EXERCISE OBJECTIVE: Count the lines below that contain the word "small". Reply with the number alone.

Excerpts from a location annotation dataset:
════
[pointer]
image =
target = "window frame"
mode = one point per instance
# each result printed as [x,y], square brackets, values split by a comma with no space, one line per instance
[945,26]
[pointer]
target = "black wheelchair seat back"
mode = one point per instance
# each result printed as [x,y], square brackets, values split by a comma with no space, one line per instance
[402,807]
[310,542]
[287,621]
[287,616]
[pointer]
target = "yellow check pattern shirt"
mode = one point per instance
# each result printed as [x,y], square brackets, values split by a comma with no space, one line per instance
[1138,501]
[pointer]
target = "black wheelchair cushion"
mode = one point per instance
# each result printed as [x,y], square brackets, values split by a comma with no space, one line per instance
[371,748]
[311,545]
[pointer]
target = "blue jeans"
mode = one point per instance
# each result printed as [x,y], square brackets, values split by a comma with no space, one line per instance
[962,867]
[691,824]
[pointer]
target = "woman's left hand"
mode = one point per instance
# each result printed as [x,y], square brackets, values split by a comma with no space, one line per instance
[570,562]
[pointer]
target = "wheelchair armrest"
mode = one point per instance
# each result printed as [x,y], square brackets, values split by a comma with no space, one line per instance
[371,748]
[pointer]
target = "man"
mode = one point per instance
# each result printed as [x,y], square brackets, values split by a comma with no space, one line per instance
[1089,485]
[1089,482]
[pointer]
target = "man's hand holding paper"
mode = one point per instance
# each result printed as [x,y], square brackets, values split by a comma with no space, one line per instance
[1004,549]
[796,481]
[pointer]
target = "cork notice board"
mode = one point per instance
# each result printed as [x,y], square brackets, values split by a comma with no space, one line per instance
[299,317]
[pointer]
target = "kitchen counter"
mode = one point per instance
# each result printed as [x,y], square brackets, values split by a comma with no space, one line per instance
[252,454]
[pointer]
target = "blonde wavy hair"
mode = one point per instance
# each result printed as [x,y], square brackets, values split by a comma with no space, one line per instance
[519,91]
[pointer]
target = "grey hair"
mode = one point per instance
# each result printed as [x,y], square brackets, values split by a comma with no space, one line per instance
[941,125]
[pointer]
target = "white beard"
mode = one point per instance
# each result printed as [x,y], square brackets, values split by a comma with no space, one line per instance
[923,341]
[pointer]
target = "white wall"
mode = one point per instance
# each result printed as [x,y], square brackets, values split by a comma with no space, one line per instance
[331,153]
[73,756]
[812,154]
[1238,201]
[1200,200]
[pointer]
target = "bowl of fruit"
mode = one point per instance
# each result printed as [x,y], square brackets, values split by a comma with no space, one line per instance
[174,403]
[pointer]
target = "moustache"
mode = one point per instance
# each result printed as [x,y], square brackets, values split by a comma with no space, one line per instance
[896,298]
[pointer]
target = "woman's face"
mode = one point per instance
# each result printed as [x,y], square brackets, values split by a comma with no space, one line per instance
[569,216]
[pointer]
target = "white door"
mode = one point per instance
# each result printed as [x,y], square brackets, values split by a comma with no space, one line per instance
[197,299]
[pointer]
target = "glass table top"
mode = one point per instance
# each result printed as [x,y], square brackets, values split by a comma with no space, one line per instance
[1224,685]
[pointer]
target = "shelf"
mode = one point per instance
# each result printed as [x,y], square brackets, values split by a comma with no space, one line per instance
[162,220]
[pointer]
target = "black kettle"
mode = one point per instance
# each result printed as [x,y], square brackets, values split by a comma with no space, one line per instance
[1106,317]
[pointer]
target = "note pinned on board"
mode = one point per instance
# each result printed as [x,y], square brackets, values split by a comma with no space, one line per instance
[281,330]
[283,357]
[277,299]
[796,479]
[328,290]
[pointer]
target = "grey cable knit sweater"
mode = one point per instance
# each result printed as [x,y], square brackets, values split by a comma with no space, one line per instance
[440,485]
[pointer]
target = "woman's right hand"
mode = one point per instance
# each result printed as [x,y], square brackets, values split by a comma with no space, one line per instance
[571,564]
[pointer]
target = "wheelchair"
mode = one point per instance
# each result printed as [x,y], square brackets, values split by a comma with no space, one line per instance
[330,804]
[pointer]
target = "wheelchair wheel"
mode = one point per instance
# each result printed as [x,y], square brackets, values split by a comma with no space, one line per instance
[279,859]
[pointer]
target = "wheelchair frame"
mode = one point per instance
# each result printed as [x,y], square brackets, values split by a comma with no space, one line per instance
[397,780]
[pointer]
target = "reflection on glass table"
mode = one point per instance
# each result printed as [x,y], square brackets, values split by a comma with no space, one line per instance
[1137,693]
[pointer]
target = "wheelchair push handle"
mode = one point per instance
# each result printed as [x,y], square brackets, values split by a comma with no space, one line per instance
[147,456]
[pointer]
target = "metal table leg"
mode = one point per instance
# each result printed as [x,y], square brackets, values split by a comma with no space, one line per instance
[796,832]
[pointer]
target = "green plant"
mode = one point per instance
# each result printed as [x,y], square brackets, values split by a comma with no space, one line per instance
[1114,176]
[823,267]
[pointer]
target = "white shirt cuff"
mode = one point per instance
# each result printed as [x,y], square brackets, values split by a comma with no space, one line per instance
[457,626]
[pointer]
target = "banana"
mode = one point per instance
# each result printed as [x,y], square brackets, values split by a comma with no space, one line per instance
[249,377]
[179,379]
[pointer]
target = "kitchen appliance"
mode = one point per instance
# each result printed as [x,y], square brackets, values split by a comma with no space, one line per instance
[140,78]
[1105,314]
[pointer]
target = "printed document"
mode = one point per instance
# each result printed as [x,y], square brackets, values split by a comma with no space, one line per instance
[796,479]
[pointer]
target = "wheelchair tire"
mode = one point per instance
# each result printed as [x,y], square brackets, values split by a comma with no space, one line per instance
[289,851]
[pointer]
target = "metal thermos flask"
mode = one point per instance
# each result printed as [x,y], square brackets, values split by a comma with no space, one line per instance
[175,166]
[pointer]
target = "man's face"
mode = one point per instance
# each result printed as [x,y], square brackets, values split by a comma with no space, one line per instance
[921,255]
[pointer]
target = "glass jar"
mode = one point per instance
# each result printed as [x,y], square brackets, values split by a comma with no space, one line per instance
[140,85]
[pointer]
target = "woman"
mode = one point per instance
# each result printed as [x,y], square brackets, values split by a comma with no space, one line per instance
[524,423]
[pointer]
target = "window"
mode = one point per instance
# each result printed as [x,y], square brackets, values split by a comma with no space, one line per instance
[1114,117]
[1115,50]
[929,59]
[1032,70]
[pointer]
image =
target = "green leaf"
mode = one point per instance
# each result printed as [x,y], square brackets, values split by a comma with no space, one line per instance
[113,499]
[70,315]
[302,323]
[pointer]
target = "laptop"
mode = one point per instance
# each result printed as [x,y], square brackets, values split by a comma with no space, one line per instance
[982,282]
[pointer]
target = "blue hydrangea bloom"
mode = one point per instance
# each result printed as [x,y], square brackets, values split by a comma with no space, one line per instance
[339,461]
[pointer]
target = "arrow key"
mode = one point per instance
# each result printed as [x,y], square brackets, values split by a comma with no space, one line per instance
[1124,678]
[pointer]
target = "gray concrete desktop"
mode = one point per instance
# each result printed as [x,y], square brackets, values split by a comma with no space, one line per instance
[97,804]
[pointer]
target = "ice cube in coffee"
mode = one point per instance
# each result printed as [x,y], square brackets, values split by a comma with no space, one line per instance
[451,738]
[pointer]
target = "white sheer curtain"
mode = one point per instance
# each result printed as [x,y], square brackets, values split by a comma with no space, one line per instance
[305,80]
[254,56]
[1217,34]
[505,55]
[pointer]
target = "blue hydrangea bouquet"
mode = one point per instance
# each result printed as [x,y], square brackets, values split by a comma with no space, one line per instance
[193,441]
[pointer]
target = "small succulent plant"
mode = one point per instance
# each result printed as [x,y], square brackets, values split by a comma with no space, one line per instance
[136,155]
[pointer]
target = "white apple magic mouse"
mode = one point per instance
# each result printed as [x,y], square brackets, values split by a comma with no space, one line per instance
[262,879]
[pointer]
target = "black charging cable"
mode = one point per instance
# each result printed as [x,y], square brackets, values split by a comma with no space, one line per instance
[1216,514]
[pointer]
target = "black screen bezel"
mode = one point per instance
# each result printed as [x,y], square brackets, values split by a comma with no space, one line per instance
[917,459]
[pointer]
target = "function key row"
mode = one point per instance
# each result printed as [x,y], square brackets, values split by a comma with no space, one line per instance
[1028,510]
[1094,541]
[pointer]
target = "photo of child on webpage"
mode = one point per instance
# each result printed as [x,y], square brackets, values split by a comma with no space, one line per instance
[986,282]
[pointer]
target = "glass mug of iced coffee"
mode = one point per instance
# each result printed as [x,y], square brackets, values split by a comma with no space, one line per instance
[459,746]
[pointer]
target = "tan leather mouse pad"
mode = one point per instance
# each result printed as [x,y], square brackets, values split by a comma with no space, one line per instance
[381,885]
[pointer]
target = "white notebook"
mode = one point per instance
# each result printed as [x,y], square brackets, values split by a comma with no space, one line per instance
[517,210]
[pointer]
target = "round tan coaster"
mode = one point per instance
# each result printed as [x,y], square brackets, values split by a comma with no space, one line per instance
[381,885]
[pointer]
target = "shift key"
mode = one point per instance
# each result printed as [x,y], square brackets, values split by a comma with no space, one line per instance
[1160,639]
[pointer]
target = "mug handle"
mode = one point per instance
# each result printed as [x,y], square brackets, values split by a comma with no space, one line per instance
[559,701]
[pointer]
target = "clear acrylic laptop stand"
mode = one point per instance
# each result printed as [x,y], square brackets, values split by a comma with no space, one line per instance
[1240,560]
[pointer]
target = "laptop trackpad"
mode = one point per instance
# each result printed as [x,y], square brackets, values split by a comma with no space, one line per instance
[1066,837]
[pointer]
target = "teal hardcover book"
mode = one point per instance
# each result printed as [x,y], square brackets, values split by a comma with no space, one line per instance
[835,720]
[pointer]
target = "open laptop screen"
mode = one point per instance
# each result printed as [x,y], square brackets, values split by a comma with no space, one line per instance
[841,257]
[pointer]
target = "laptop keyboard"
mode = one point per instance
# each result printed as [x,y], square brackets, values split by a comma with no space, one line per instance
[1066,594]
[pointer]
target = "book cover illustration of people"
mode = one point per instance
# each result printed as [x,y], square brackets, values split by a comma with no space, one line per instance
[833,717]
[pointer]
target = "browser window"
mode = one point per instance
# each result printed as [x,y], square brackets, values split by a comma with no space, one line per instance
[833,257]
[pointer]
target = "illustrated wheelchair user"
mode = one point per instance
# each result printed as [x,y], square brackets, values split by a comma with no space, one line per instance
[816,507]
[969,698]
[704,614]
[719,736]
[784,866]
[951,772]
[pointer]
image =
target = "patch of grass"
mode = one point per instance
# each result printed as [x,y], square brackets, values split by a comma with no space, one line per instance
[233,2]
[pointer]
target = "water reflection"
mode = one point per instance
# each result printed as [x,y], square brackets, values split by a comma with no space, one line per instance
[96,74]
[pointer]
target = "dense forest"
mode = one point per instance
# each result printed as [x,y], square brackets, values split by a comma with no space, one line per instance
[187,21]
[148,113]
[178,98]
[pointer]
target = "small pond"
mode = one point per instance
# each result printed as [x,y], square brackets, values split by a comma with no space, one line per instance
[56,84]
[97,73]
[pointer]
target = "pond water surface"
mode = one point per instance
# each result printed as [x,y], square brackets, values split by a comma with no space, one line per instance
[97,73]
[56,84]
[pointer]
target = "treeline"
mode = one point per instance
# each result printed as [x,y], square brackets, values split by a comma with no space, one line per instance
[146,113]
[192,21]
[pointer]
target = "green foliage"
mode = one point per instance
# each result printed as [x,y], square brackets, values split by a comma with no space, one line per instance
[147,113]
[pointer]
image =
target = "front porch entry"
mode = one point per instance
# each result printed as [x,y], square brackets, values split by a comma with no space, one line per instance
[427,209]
════
WORKED SOLUTION: 2